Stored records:

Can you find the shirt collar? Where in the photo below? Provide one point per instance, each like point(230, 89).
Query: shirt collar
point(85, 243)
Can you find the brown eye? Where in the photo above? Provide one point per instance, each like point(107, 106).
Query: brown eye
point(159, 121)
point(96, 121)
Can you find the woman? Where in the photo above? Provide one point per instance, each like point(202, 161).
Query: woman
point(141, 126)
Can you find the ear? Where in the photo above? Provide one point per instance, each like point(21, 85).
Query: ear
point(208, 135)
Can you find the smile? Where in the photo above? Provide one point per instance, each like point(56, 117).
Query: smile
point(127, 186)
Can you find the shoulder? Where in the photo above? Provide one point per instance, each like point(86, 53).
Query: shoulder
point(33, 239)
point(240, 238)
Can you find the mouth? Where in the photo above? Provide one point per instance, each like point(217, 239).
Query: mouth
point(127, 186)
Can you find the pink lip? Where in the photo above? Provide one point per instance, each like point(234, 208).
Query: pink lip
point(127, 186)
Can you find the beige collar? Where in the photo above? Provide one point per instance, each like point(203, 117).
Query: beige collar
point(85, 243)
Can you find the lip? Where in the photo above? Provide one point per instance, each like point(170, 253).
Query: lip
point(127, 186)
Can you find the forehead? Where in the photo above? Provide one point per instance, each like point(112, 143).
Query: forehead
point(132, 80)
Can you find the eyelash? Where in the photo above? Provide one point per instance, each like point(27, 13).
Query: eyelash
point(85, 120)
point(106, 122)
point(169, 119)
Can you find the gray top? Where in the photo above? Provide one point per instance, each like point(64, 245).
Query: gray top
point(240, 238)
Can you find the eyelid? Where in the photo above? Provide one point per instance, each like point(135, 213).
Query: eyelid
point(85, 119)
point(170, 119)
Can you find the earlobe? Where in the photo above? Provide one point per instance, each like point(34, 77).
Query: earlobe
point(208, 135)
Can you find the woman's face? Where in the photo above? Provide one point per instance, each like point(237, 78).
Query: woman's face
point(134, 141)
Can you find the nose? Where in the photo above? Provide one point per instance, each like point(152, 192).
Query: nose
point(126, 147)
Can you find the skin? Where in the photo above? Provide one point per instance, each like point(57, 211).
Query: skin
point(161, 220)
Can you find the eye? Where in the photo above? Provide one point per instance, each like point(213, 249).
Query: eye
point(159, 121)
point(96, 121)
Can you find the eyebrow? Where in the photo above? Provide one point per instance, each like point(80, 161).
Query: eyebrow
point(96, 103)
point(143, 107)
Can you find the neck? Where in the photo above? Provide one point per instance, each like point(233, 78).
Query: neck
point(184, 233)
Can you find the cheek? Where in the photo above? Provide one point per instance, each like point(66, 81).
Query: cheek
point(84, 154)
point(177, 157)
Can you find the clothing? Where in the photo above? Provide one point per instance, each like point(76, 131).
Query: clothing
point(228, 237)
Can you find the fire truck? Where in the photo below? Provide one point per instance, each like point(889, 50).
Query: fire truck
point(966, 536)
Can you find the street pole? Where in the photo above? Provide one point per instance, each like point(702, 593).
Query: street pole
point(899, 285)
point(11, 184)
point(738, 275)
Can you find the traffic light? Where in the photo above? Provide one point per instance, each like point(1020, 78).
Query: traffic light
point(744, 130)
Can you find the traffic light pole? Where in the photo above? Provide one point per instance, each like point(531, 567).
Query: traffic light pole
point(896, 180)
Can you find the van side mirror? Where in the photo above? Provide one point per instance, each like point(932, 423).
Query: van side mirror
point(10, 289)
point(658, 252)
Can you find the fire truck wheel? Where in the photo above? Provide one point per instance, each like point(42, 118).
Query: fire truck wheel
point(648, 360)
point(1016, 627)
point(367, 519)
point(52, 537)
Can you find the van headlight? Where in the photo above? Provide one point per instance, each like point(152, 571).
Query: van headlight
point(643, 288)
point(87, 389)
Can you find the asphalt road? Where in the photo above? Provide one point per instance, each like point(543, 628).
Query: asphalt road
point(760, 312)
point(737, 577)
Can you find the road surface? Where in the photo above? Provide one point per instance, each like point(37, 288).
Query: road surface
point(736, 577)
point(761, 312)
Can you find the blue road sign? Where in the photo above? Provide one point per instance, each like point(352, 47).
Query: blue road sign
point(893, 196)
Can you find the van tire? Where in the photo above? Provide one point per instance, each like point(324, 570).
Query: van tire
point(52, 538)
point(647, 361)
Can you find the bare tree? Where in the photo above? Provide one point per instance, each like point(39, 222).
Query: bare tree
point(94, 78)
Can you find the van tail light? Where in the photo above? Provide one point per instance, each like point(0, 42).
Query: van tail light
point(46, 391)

What to produce:
All that belongs in the answer is the run of lines above from the line containing "Query: forehead" through the line containing "Can you find the gray", exactly as written.

Exercise answer:
Query: forehead
point(132, 80)
Can you find the eyelash? Where in the photo above? Provide one point per instance, each like point(27, 13).
Query: eyelash
point(85, 120)
point(106, 122)
point(169, 119)
Can you find the gray top? Where in the photo above? Provide one point per instance, each like point(64, 245).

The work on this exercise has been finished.